EXERCISE REQUIREMENTS:
A) Return the passage of the Oliver Ackland biography between "In 2012, Ackland" and "a Hansom Cab.", inclusive.
B) According to the Oliver Ackland biography, how many applicants was Ackland chosen from for the Heath Ledger scholarship?
C) Translate this sentence from the Oliver Ackland biography into Spanish: "He later appeared in 2008 telemovie thriller Emerald Falls with Georgie Parker and Vince Colosimo."

DOCUMENT EXCERPT:
********

Australian actor (born 1979)

Oliver Ackland (born 9 November 1979) is an Australian actor.

==Early life and education==
Ackland stumbled upon acting at high school, when the school had a theatre sports competition, and they needed more participants to make up the numbers. He undertook his acting training at the Australian Theatre for Young People and NIDA's Summer School.

==Career==
Ackland's first small screen role was as Vince Frasca in 2001 family series Outriders, in which he appeared for the duration of its run. He appeared in children's fantasy series Pirate Islands as the character Mars in 2003 and family comedy-drama series Out There from 2003 to 2004. He also scored guest roles in All Saints, Always Greener and Young Lions, before starring as the romantic lead in miniseries Jessica, opposite Leeanna Walsman and Sam Neill.

In 2005, Ackland featured alongside an all-star cast including Guy Pearce, Ray Winstone, John Hurt and Emily Watson in John Hillcoat's western feature The Proposition. He later appeared in 2008 telemovie thriller Emerald Falls with Georgie Parker and Vince Colosimo.

After working in bars and as a gardener to make ends meet, in 2009, Ackland was awarded the inaugural Heath Ledger scholarship by Australians in Film. The initiative, established in honour of the late actor, by Ledger's former partner Michelle Williams and Australian director Gregor Jordan, with help from Hugh Jackman, Naomi Watts and Nicole Kidman, awards its winners $10,000, flights to LA and introductions to agents and casting directors in the US. Ackland was chosen from 150 applicants, where the judges looked for early career actors with "initiative and exceptional talent with ability to convert ambitions to reality" and "the potential to be outstanding in an international context".

Ackland next starred in Ben Lucas' thriller Wasted on the Young, which premiered at the 2010 Sydney Film Festival and screened at the 2010 Toronto International Film Festival. The following year, he appeared as Toby Raven in the miniseries realisation of Tim Winton's award-winning novel Cloudstreet, directed by Matthew Saville, The same year, he also played Rhys in drama miniseries The Slap, adapted from the novel by Christos Tsiolkas, and starring Melissa George, Alex Dimitriades, Sophie Okonedo and Essie Davis.

In 2012, Ackland was seen in the comedy horror film 100 Bloody Acres, in a main role opposite Damon Herriman and Angus Sampson, as well as Richard Gray's sports drama feature Blinder and ABC telemovie The Mystery of a Hansom Cab.

Ackland next featured in 2014 political drama miniseries Party Tricks, playing Tom Worland, opposite Asher Keddie and Rodger Corser. He then landed a recurring guest role as Tristan de Martel in American supernatural drama series The Originals.

********

LISTED ENTRIES:
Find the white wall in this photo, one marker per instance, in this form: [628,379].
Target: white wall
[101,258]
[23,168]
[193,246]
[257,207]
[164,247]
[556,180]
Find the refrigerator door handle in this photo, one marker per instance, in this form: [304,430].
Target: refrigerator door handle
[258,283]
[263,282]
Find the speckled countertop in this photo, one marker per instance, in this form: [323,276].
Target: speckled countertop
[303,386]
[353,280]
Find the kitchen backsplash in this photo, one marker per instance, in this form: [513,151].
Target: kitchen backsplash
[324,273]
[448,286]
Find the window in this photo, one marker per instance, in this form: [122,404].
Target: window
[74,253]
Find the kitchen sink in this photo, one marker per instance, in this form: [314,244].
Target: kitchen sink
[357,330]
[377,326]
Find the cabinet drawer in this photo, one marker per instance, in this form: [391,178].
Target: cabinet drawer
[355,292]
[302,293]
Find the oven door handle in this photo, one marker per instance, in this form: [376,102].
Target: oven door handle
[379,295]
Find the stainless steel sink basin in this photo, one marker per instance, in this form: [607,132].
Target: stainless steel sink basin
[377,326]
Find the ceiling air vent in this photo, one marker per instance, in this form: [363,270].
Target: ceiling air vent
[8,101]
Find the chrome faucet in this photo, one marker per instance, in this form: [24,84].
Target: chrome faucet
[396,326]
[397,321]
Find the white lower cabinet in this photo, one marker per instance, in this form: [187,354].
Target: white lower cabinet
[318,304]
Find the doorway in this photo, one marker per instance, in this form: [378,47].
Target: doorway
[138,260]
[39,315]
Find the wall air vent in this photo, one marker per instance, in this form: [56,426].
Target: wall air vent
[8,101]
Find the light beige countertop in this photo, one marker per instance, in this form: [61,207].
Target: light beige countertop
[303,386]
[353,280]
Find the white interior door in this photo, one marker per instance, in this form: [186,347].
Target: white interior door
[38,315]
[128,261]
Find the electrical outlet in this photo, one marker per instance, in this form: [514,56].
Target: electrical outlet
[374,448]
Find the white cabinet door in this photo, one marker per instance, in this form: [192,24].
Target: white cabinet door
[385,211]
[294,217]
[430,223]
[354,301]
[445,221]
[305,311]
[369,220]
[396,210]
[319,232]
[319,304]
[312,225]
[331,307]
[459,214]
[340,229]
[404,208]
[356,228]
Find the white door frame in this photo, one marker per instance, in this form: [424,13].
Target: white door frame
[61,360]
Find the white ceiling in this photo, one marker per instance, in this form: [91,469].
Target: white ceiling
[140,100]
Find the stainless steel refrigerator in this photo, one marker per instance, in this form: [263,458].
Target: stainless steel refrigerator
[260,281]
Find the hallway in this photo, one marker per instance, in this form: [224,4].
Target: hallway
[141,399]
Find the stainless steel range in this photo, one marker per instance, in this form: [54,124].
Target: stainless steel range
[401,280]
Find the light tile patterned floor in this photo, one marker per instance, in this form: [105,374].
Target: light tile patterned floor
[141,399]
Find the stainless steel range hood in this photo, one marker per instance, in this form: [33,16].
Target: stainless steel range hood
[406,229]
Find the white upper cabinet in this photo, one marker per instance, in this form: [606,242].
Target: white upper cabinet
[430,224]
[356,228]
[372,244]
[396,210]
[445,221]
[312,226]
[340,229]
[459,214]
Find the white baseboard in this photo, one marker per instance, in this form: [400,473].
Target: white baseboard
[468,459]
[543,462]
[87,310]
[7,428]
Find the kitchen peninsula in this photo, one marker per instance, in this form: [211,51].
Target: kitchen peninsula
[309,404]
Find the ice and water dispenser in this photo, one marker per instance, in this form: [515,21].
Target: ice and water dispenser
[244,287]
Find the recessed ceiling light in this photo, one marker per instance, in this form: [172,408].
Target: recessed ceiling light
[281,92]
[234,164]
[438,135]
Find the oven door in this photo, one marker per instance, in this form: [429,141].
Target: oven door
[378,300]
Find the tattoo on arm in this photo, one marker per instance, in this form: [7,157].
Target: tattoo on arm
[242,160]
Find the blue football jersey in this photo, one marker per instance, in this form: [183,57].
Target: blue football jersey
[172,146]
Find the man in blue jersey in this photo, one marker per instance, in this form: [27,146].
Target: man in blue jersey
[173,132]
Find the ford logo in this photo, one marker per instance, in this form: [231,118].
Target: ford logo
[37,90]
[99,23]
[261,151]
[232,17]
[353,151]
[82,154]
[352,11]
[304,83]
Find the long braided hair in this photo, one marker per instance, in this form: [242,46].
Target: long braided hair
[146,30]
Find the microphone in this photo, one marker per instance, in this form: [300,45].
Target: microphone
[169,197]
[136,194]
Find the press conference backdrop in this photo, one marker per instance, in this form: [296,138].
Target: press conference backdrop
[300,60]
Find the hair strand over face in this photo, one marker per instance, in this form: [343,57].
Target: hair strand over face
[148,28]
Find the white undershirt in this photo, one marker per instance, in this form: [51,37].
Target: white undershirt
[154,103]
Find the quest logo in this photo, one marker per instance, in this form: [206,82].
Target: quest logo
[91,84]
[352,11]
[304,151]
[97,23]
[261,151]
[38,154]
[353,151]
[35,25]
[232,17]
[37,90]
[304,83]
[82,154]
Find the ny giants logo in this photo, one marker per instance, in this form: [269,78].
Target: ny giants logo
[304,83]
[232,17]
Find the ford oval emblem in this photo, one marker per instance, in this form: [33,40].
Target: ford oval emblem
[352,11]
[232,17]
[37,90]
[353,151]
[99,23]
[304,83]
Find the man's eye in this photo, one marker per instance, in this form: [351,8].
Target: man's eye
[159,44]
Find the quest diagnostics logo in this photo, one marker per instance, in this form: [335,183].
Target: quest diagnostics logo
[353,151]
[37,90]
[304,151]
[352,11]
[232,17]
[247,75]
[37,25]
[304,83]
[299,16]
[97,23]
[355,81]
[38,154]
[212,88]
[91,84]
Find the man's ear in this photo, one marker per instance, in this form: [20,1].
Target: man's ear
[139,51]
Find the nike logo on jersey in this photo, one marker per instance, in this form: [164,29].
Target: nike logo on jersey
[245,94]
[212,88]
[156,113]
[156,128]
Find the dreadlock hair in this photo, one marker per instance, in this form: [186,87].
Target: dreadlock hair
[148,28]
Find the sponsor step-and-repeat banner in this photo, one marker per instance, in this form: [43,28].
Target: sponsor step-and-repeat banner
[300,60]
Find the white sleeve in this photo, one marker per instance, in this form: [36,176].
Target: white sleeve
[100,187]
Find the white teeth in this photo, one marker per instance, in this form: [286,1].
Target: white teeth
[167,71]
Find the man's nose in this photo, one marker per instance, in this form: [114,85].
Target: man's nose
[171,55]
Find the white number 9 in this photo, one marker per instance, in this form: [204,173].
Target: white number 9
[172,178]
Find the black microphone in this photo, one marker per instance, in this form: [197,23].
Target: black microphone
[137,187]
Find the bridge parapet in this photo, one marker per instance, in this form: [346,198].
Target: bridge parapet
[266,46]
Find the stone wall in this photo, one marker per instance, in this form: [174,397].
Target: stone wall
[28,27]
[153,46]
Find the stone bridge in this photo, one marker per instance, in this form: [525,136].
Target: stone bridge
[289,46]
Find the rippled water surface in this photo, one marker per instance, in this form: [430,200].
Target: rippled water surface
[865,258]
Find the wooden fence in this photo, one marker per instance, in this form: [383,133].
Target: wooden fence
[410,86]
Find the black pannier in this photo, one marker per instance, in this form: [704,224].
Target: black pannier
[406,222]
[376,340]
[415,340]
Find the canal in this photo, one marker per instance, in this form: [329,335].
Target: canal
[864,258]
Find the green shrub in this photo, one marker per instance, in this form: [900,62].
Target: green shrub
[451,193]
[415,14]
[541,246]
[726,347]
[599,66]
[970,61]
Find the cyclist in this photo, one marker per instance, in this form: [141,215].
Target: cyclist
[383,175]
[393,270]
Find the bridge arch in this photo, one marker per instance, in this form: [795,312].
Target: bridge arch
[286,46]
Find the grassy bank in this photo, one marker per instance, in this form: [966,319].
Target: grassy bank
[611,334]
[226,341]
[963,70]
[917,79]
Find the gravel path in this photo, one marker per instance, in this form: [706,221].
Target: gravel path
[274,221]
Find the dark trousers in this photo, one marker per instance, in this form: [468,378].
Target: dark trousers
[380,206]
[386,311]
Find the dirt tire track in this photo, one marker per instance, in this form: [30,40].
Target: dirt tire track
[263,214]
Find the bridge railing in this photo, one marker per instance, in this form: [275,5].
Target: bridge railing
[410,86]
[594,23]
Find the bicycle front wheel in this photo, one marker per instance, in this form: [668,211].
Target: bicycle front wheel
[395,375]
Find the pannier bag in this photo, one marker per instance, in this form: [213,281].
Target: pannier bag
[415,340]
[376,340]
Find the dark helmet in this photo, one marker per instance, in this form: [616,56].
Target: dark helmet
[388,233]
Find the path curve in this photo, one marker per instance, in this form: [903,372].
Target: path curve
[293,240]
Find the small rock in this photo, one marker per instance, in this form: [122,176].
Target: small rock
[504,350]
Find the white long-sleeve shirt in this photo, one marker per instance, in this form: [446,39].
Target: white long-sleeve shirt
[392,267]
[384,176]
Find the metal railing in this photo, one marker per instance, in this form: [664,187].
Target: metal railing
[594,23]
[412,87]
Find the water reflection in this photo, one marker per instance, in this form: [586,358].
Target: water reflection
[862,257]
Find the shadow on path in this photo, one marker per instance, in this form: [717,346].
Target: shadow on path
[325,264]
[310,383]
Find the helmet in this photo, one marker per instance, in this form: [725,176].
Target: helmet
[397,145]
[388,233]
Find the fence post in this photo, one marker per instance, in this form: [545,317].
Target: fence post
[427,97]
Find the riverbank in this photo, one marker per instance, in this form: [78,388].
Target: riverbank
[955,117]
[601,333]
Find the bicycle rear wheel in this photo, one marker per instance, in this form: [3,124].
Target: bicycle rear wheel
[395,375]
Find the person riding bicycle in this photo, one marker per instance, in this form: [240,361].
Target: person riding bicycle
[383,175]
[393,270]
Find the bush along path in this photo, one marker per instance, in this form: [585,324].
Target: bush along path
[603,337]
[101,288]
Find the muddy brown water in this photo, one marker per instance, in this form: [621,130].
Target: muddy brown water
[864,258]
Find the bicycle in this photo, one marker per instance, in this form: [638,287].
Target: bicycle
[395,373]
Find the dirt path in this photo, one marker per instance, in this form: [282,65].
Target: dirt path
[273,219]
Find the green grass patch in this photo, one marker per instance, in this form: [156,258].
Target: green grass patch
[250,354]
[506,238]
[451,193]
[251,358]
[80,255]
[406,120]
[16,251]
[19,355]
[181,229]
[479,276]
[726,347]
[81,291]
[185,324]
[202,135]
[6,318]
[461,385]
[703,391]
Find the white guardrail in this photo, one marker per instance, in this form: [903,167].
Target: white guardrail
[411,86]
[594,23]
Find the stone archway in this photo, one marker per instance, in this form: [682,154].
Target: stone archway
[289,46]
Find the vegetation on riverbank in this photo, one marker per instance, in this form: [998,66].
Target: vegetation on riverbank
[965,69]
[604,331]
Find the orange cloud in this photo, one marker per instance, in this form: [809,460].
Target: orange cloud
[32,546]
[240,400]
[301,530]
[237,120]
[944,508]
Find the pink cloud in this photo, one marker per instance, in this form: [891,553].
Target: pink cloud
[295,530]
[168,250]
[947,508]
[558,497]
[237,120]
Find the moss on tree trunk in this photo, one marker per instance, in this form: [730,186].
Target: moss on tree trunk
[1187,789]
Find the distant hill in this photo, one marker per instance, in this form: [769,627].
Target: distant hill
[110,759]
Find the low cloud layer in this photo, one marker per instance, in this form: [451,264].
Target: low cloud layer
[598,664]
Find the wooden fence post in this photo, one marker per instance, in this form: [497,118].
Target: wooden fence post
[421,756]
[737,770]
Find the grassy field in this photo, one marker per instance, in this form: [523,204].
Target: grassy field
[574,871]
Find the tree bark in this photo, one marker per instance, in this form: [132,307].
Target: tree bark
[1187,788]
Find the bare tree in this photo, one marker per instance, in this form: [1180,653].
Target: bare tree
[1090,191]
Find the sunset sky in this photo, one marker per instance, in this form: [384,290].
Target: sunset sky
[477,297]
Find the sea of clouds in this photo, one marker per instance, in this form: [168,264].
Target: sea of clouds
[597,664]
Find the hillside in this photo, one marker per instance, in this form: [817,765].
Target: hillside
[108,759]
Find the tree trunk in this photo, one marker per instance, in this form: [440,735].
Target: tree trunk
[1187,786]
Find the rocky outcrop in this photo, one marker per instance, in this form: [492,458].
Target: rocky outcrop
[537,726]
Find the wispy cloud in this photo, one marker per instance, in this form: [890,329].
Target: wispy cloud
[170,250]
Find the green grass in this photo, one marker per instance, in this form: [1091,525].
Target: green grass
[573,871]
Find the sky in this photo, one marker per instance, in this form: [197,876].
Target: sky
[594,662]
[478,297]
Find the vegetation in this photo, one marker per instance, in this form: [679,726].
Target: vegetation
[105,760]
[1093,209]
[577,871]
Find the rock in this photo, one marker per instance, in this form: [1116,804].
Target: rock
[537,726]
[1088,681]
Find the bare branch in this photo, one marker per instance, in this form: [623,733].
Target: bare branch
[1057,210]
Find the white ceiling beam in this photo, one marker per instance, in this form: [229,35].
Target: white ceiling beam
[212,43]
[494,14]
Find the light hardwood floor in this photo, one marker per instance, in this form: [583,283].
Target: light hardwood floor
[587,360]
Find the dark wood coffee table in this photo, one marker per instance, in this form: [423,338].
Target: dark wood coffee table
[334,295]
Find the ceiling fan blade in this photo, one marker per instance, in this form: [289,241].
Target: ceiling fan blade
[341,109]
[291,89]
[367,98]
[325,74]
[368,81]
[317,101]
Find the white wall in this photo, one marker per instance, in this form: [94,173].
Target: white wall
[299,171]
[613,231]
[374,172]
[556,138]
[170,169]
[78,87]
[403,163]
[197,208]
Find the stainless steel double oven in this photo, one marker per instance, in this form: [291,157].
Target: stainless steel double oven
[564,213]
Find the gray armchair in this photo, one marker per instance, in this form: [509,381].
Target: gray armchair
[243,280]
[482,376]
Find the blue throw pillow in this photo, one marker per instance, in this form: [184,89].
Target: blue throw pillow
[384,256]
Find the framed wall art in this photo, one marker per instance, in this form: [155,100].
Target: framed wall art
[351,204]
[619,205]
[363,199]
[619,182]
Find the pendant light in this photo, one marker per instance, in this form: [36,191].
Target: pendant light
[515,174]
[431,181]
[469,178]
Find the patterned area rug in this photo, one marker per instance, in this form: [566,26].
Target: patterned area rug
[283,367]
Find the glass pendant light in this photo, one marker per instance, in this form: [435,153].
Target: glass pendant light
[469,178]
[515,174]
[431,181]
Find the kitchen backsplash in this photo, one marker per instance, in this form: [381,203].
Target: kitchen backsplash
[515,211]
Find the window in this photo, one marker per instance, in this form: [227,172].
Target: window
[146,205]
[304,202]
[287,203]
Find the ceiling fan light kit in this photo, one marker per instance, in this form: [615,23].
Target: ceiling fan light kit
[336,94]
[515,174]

********

ANSWERS TO EACH TASK:
A)
In 2012, Ackland was seen in the comedy horror film 100 Bloody Acres, in a main role opposite Damon Herriman and Angus Sampson, as well as Richard Gray's sports drama feature Blinder and ABC telemovie The Mystery of a Hansom Cab.

B) 150 applicants.

C) Más tarde apareció en el telefilme de suspenso de 2008 Emerald Falls con Georgie Parker y Vince Colosimo.